*WHAT YOU NEED TO DO*.
Copy the part of the rows that opens with the line containing "Now, your task: detect every distant" and runs through the last row, changing "distant hill" to "far-off ridge" and keeping everything else the same.

*DATA SUPPLIED*.
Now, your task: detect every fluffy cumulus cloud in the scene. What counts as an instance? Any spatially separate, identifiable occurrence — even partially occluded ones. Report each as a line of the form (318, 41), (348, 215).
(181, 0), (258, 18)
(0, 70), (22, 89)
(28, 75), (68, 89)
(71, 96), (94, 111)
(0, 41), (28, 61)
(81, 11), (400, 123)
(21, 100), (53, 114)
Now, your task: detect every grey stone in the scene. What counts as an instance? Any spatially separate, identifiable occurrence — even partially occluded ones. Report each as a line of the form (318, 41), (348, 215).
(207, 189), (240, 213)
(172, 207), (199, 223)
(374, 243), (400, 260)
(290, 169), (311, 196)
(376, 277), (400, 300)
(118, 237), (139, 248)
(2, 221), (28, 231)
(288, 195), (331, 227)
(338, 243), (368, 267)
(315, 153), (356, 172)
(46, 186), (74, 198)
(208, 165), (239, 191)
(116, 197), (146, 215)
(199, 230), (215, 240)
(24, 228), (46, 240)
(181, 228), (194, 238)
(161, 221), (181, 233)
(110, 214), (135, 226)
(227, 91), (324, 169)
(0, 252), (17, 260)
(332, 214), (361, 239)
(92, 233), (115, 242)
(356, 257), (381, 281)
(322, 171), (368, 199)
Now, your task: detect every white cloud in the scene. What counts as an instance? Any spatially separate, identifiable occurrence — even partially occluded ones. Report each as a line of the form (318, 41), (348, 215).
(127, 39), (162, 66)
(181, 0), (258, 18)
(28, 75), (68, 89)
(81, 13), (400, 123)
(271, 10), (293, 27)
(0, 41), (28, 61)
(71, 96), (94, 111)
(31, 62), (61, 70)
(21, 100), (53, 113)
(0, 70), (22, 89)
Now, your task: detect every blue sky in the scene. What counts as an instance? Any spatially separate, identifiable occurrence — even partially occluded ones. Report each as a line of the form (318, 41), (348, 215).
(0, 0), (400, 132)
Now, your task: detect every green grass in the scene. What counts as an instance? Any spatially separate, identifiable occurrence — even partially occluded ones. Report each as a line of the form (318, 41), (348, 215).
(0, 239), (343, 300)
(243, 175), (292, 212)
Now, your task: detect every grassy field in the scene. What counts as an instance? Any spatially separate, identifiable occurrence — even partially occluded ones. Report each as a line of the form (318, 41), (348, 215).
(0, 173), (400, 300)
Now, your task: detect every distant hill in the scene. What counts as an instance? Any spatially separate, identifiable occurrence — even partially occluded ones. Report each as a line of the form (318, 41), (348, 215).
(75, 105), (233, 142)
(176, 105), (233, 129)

*WRITTEN RESPONSE*.
Now, your task: detect every far-off ridge in the scene. What counts as an instance? Any spatially separate, identifiable occurrence — even partially occluded ones. Report each as a line of the form (318, 41), (348, 215).
(75, 105), (233, 142)
(176, 105), (233, 129)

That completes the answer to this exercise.